- Excerpt:
* START *
This paper aims to understand the limits of the present HAR modern technologies implemented in UAVs and offer possible guidelines for integrating HAR into UAV-based applications. UAVs may fly indoors or outdoors under any lighting or environmental conditions and might take images from the air with any possible combination of the angle of depression and altitude. In this survey, we carry out a collection of empirical research studies to examine the capacity of some preferred approaches in recognizing specific human actions on images gathered by UAVs. The impacts caused by distances and angle of depression from the UAVs to the subjects are investigated to methodically examine the limits of existing HAR technologies when performed on UAVs [1].

The rest of this paper is arranged as follows: In section 2, a comparative study of UAV-based HAR methods is explained. Commonly used UAV-based HAR benchmark datasets are showed in section 3. In Section 4, the challenges and limitations and the suggested approaches are explained. Finally, in Section 5, the paper is concluded with a future works scope.

2. Comparative UAV-Based Har Methods

Human action recognition (HAR) is a dynamic and demanding field of computer vision and deep learning with applications in security, human fall detection, human-computer interaction, visual surveillance, healthcare, sports, and robotics. Furthermore, HAR can be related to behavior biometrics, which involves understanding approaches and their algorithms to identify a human uniquely based on their behavior signs. On the other hand, the combination of UAVs with other innovations like video-based abnormal movement detection, video streaming, and video-based unusual HAR can aid smart cities and risk-free living places. Recently, low cost and lightweight devices have made UAVs a good candidate for surveillance of human activities. UAV-based HAR methods play their part in finding the video segments that contain the chosen activities.
* END *
- Required task 1:
Translate the sentence "Recently, low cost and lightweight devices have made UAVs a good candidate for surveillance of human activities." from the excerpt on UAV-based human action recognition into Spanish.
- Required task 2:
Rewrite the passage of the excerpt on UAV-based human action recognition starting at "This paper aims" and ending at "on UAVs [1].", changing "angle of depression" to "viewing angle" throughout.

- Data:
* START *
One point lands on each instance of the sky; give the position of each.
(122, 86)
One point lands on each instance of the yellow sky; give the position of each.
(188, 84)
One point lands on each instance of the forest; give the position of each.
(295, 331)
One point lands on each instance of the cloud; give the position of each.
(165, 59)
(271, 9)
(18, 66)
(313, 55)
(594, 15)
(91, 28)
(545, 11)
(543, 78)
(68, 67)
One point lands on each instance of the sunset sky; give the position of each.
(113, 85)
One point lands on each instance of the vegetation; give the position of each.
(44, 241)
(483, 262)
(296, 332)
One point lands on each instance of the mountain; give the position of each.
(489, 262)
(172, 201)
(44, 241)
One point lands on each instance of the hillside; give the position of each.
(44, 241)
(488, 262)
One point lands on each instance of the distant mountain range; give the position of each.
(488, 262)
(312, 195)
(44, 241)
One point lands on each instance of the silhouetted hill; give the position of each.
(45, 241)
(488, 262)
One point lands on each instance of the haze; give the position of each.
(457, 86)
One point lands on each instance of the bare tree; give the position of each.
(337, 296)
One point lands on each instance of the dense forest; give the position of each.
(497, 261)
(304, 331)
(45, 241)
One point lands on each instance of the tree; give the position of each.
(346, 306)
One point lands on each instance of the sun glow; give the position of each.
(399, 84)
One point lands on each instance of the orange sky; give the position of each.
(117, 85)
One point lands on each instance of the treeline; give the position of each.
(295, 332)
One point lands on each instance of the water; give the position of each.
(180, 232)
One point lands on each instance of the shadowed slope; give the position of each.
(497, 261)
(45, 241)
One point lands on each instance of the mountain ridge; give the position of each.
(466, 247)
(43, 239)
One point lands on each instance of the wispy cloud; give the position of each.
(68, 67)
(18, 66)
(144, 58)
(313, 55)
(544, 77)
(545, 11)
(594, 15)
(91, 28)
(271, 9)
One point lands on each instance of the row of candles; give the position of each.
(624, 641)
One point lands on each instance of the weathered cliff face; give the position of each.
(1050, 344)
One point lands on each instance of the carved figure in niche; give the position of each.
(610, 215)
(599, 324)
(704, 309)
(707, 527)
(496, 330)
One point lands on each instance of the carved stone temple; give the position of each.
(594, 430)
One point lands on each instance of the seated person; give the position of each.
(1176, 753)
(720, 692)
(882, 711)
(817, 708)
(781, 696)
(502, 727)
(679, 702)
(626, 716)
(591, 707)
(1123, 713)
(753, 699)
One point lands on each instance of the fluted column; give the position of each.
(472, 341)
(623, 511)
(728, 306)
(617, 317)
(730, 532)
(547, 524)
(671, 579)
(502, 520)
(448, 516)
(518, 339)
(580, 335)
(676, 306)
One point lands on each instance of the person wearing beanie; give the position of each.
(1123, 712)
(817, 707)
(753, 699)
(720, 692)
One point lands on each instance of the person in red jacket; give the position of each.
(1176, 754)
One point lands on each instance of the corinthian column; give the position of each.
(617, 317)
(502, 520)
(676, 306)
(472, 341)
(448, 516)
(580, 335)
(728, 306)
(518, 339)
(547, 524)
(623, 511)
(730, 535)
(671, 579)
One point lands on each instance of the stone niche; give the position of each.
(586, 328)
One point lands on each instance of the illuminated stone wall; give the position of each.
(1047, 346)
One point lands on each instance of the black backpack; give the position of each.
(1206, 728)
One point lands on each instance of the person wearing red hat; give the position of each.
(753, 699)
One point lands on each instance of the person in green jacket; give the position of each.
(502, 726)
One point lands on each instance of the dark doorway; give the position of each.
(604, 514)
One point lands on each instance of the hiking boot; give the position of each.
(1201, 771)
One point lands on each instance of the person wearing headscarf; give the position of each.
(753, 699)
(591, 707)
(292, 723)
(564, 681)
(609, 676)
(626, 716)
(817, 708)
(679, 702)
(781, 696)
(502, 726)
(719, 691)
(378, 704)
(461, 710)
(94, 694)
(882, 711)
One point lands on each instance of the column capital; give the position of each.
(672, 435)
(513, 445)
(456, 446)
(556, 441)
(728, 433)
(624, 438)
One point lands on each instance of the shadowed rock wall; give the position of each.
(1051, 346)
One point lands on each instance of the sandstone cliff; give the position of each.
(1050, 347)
* END *
- Task result 1:
Recientemente, los dispositivos ligeros y de bajo costo han hecho de los UAV un buen candidato para la vigilancia de las actividades humanas.

- Task result 2:
This paper aims to understand the limits of the present HAR modern technologies implemented in UAVs and offer possible guidelines for integrating HAR into UAV-based applications. UAVs may fly indoors or outdoors under any lighting or environmental conditions and might take images from the air with any possible combination of the viewing angle and altitude. In this survey, we carry out a collection of empirical research studies to examine the capacity of some preferred approaches in recognizing specific human actions on images gathered by UAVs. The impacts caused by distances and viewing angle from the UAVs to the subjects are investigated to methodically examine the limits of existing HAR technologies when performed on UAVs [1].